- [Excerpted text]:
Training on the Protection of Human Research Subjects

Instruction on the historical background, principles, and regulations that govern the protection of human research subjects is important for understanding IRB activities and meeting ethical standards in the conduct of human subjects research (HSR).

At this time, the CGU IRB requires that all engaged members of the research team have current human subjects protections certification before the IRB application will be processed. Under regulatory definitions, an institution is “engaged” in HSR when its agents, for research purposes, have access to personally identifying data or are (or will be) interacting or intervening with human subjects. Interacting includes collecting data (even electronically and remotely), recruiting, or obtaining informed consent/assent.

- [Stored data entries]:
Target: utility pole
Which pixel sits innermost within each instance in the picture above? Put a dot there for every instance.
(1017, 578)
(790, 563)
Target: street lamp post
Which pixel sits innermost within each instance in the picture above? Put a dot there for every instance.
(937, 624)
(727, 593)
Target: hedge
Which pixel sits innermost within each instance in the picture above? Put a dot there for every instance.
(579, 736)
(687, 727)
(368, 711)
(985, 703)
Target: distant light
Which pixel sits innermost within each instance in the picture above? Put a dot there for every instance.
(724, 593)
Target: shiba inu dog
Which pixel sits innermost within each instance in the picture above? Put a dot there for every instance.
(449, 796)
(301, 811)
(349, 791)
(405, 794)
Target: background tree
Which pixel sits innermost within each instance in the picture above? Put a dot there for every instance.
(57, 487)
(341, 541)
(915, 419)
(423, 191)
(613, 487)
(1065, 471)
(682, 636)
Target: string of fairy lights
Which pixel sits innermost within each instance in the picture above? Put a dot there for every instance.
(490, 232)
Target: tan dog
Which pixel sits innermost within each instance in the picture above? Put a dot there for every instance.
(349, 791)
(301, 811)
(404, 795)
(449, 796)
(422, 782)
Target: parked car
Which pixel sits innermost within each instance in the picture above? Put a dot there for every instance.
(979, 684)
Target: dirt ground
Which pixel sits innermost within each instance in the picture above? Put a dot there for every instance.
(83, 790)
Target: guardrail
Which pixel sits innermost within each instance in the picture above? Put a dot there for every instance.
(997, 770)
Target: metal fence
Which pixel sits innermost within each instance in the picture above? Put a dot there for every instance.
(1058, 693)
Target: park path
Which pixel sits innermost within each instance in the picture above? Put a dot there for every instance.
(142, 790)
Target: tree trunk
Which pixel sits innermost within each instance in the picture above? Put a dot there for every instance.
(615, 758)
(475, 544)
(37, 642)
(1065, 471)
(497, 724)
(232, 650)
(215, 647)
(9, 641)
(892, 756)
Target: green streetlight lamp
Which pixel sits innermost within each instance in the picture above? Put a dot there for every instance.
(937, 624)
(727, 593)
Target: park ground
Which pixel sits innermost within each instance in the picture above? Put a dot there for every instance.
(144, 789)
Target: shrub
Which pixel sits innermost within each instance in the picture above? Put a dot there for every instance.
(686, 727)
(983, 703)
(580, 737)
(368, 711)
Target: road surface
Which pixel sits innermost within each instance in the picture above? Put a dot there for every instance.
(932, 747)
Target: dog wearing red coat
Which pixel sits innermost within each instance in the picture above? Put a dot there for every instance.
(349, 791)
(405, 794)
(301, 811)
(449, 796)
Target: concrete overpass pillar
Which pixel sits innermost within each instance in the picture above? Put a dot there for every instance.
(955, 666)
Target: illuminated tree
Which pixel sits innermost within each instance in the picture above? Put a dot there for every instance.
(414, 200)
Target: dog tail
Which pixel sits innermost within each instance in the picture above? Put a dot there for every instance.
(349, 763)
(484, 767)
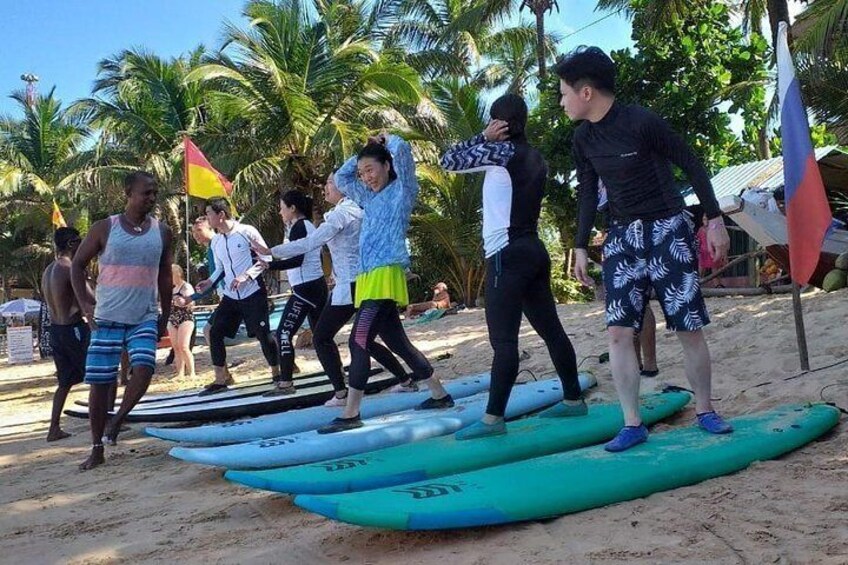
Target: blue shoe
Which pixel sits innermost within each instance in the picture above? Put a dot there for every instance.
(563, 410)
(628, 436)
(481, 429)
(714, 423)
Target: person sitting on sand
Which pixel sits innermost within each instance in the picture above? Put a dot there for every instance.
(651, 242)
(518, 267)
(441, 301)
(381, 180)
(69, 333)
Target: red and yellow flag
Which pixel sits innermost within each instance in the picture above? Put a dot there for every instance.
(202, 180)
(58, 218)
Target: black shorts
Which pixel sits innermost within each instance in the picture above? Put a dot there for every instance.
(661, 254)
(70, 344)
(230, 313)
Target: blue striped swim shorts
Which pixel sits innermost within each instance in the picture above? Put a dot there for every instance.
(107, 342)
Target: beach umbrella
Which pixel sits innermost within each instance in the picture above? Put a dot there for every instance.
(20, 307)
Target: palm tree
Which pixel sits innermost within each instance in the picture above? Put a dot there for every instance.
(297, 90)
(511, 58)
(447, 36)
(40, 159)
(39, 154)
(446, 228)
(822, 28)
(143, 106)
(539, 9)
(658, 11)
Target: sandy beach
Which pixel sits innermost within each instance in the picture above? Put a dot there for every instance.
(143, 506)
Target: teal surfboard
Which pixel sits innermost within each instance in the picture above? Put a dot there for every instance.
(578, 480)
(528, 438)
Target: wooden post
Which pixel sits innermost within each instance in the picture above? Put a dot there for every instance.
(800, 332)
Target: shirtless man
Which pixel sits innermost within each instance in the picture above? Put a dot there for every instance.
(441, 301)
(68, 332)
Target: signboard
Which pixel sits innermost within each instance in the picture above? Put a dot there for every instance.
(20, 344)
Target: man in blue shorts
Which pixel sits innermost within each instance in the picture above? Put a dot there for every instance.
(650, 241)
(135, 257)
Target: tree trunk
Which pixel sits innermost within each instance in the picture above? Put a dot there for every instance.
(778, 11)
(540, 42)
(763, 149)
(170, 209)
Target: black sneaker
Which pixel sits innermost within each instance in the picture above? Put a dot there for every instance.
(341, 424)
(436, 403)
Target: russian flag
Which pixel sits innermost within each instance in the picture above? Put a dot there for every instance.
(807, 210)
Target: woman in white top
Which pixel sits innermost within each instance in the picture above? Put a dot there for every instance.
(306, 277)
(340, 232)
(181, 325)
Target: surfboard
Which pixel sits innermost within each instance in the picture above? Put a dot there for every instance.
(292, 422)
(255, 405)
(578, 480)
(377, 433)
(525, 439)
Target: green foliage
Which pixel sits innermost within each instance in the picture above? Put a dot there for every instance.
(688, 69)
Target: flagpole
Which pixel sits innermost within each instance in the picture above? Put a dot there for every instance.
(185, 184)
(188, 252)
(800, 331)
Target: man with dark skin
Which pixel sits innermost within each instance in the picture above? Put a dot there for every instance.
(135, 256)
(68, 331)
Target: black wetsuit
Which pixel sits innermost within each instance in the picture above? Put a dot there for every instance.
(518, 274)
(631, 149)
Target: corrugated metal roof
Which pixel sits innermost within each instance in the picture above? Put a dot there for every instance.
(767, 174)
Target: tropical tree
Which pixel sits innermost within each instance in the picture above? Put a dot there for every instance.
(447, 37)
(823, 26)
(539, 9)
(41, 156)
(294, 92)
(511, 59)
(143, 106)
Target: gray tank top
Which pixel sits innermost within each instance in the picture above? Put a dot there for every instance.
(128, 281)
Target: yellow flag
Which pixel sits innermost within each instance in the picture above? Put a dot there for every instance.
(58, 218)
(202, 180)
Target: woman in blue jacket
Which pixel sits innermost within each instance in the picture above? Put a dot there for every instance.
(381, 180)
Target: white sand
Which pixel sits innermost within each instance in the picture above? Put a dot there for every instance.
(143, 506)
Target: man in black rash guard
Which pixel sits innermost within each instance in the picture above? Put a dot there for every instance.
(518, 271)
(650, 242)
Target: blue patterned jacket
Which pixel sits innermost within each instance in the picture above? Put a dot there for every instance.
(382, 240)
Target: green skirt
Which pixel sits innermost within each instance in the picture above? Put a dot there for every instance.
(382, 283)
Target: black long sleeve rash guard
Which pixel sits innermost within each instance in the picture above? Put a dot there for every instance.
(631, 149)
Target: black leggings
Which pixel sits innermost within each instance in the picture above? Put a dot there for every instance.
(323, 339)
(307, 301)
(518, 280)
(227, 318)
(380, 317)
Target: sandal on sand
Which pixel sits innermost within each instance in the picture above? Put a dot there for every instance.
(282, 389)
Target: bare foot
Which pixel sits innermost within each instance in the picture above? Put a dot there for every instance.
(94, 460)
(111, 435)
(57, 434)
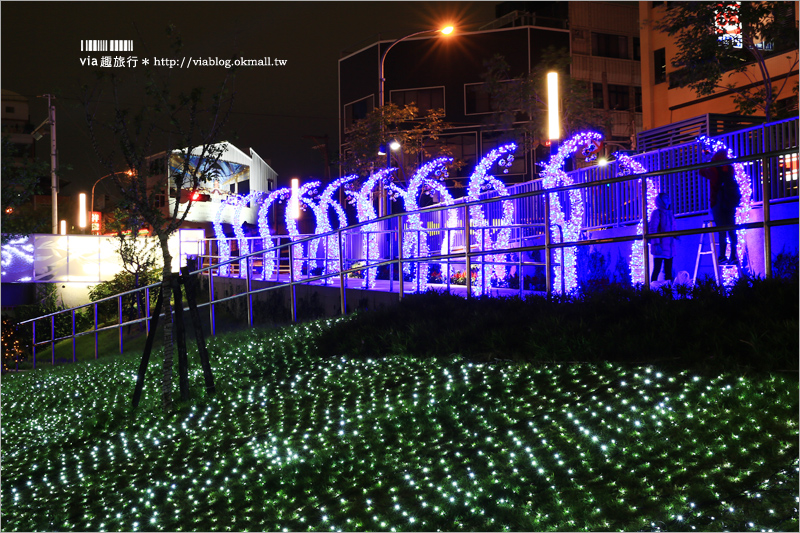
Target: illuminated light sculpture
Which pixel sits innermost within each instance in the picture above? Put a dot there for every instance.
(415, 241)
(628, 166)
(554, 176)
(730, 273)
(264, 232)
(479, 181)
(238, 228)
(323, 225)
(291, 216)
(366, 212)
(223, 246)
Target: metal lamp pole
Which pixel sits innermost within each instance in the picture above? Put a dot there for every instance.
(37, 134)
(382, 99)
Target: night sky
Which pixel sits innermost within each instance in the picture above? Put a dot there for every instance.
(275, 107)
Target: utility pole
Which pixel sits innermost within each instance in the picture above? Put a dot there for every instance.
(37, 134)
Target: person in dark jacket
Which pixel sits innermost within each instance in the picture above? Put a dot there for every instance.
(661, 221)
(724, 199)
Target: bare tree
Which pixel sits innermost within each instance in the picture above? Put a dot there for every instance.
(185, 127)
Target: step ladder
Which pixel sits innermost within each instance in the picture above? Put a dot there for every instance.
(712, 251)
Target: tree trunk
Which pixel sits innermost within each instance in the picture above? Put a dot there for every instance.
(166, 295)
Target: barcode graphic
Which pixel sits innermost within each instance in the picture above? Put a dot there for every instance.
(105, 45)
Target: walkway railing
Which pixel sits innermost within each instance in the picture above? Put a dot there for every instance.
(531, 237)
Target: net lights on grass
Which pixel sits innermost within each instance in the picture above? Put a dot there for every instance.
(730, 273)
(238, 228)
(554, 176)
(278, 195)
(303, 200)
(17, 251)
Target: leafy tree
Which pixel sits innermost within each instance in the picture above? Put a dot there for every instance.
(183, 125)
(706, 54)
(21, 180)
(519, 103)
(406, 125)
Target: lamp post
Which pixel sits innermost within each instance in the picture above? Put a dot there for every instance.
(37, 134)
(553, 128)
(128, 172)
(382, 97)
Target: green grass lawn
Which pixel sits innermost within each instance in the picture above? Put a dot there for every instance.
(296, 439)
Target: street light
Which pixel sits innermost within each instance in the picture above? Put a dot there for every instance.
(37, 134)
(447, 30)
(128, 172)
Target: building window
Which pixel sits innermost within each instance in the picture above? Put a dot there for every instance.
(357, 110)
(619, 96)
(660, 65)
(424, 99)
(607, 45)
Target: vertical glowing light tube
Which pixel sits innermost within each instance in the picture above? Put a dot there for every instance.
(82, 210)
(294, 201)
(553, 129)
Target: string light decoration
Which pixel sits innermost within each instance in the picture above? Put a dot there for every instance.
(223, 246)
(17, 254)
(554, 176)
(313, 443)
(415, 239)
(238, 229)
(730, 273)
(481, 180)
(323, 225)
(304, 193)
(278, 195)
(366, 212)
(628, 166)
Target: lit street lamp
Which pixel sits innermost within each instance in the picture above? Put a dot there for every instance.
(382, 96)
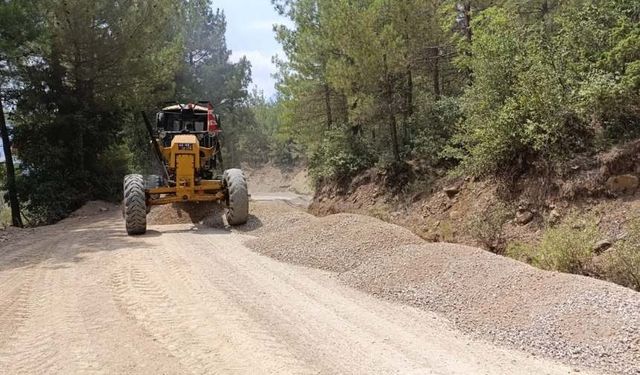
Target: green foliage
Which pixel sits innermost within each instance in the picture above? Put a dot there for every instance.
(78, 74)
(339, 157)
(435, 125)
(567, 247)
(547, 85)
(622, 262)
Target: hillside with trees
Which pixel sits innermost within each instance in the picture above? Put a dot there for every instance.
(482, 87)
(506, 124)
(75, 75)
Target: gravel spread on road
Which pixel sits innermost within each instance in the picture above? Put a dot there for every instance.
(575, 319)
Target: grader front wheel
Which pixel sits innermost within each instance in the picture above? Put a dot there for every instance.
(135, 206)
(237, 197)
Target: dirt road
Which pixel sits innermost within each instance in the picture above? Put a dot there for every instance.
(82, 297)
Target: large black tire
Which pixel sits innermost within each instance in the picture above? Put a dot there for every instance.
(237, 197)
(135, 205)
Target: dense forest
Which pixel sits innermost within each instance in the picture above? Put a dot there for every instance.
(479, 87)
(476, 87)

- [Problem set]:
**1.** Do the following statements agree with the passage on human subjects protection training? For each, answer yes or no and quote the words of the passage that decide it.
(a) The CGU IRB will not process an application until every engaged member of the research team holds current human subjects protections certification.
(b) Collecting data remotely does not count as interacting with human subjects.
(c) An institution is engaged in HSR when its agents, for research purposes, have access to personally identifying data.
**2.** Print the passage on human subjects protection training between "Training on the" and "obtaining informed consent/assent.", inclusive.

- [Exercise answers]:
**1.**
(a) Yes: "all engaged members of the research team have current human subjects protections certification before the IRB application will be processed"
(b) No: "Interacting includes collecting data (even electronically and remotely)"
(c) Yes: "an institution is “engaged” in HSR when its agents, for research purposes, have access to personally identifying data"

**2.**
Training on the Protection of Human Research Subjects

Instruction on the historical background, principles, and regulations that govern the protection of human research subjects is important for understanding IRB activities and meeting ethical standards in the conduct of human subjects research (HSR).

At this time, the CGU IRB requires that all engaged members of the research team have current human subjects protections certification before the IRB application will be processed. Under regulatory definitions, an institution is “engaged” in HSR when its agents, for research purposes, have access to personally identifying data or are (or will be) interacting or intervening with human subjects. Interacting includes collecting data (even electronically and remotely), recruiting, or obtaining informed consent/assent.